— begin Data for this exercise —
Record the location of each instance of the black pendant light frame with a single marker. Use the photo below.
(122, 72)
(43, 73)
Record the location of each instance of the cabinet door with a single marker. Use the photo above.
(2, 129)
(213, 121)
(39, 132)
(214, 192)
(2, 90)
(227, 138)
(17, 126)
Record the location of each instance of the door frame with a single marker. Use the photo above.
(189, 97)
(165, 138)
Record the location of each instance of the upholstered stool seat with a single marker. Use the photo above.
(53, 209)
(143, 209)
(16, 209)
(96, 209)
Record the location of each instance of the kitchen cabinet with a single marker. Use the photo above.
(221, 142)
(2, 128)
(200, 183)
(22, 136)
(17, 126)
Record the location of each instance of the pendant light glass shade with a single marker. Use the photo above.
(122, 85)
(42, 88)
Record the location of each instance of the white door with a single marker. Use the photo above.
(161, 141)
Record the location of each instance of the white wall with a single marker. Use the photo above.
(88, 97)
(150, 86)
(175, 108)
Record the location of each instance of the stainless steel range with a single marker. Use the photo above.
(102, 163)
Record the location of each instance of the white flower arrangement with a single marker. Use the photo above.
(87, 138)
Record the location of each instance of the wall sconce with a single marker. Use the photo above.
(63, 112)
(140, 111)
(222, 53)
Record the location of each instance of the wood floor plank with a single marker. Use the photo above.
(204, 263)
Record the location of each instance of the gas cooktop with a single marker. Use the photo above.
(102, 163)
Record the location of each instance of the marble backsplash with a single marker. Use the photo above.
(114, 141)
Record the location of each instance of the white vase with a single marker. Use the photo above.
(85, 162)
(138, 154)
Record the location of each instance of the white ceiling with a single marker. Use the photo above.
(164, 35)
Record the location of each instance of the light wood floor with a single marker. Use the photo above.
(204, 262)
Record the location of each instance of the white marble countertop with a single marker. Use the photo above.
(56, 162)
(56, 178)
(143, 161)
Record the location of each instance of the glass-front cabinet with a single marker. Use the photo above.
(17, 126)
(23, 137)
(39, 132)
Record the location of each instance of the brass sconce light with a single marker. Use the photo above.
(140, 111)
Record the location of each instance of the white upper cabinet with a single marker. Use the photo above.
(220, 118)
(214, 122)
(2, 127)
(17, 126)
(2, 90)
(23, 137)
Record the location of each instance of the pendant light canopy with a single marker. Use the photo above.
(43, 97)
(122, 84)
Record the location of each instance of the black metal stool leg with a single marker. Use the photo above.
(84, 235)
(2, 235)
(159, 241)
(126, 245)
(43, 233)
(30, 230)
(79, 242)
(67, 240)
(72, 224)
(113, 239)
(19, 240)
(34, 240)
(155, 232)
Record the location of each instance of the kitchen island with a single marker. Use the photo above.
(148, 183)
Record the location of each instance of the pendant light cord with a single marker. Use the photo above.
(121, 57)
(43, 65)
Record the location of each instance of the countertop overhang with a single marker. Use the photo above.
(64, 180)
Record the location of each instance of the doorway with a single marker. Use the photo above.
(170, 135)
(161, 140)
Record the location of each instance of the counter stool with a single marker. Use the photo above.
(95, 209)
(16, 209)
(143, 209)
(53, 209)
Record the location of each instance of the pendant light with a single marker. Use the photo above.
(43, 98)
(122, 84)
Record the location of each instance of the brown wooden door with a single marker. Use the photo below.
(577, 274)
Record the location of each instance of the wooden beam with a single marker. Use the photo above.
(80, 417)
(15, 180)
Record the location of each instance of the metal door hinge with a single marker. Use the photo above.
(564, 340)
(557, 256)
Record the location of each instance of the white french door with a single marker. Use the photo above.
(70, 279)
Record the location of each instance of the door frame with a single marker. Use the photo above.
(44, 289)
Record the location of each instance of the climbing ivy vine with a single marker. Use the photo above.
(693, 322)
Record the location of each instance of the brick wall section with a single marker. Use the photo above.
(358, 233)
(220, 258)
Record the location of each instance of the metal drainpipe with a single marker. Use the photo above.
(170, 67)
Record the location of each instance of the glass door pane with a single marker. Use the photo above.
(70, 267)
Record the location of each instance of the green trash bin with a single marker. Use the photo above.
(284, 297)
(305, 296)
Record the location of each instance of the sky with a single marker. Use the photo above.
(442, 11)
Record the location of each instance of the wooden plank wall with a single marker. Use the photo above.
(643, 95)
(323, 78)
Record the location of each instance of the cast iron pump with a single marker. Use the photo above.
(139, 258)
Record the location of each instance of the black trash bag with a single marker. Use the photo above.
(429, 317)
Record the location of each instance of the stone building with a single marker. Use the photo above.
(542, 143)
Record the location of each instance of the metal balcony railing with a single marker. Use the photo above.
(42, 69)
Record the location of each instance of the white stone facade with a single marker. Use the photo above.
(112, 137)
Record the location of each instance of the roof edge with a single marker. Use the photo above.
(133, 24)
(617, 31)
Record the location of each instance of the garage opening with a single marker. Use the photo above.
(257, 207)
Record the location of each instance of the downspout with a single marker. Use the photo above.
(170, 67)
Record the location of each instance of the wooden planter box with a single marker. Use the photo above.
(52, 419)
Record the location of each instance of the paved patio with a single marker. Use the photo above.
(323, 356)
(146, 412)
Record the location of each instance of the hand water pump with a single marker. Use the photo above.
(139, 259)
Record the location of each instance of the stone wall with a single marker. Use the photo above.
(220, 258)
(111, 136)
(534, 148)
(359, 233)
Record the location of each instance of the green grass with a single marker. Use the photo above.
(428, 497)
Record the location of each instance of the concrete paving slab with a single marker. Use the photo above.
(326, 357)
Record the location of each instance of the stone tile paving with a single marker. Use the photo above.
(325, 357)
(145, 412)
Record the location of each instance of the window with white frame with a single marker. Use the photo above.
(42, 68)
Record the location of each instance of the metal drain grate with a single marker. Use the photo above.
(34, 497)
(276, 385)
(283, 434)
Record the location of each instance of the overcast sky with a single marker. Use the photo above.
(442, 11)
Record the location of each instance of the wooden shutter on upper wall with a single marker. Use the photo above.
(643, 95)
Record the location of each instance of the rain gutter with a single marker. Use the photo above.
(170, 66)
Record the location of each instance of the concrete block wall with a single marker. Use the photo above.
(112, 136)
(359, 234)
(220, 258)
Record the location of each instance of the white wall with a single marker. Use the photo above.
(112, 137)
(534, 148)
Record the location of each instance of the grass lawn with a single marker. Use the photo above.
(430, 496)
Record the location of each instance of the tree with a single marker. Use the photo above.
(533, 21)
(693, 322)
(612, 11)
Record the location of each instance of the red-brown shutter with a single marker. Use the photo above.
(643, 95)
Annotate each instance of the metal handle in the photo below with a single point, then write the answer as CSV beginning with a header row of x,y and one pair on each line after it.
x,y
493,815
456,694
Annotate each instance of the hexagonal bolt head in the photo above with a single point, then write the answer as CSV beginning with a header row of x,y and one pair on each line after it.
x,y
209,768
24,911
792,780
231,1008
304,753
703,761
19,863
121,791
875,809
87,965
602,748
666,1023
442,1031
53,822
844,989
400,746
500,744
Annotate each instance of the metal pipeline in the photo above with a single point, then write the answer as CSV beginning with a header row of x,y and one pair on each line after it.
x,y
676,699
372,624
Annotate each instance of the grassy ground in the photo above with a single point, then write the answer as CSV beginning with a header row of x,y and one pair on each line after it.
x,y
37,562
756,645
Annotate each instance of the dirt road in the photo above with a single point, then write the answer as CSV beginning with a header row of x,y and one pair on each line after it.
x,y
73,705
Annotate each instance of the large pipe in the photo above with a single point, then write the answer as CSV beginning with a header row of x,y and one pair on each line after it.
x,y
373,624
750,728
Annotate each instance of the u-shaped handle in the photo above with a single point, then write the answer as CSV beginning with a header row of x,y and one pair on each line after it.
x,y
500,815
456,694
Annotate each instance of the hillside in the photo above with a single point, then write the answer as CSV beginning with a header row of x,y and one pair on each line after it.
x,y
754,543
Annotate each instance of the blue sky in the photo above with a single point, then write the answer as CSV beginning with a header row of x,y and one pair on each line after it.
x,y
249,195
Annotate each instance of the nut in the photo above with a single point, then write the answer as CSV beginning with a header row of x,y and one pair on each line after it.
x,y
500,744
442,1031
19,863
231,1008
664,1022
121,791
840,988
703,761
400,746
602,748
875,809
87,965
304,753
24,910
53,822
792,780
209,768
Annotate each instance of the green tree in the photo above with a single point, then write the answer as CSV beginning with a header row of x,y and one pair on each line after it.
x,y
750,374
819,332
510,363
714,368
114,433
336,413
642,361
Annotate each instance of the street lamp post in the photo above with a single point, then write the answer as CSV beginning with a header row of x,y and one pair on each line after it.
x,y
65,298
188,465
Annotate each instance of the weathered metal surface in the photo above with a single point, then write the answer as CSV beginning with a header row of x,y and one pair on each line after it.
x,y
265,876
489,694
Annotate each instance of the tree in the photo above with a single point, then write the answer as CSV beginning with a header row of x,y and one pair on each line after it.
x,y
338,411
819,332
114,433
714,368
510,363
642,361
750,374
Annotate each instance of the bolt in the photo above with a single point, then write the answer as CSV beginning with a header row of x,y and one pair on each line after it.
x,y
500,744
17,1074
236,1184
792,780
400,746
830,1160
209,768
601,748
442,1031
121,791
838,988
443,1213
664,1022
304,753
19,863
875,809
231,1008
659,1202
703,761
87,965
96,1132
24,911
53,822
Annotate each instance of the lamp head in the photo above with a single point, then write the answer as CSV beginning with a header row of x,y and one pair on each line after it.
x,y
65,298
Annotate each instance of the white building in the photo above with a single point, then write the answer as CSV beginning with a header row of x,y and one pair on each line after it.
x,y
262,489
— end Data for this exercise —
Retype the data above verbatim, starting at the line containing "Annotate each instance of the green" and continuing through the final line of the data.

Annotate each instance of the green tree in the photo above with a single point, then write the answer as CSV beginning with a header row of x,y and one pair on each line after it.
x,y
750,374
819,332
510,363
714,368
114,433
336,413
642,361
Annotate each instance of the street lamp post in the photo above with a single point, then write the answer as CSV beginning with a header row of x,y and one pair on each line after it.
x,y
65,298
188,465
Annotate each instance of the weathered metal surface in the photo above with a single point, then write the answer as CSV beginning with a header row of x,y and one pair on each line after it.
x,y
265,876
489,694
Annotate each instance of the tree in the photo above with a single point, then write the answer as CSV beginning with a header row of x,y and one pair on each line after it.
x,y
338,411
819,332
114,433
714,368
510,363
642,361
750,374
Annotate each instance of the bolt in the photo above with a single point, then write the answer as CSV beginning with a header row of x,y and one pair on each line after it.
x,y
500,744
17,1074
236,1184
792,780
400,746
830,1160
209,768
601,748
442,1031
121,791
838,988
443,1213
664,1022
304,753
19,863
875,809
231,1008
659,1202
703,761
87,965
96,1132
24,911
53,822
Annotate each instance of the lamp head in the photo above with a single point, then write the answer as CSV beginning with a header row of x,y and one pair on each line after it.
x,y
65,298
Annotate each instance of the white building in the photo above with a single point, then write the answer as CSV beginning with a header row of x,y and one pair on each line after it.
x,y
262,489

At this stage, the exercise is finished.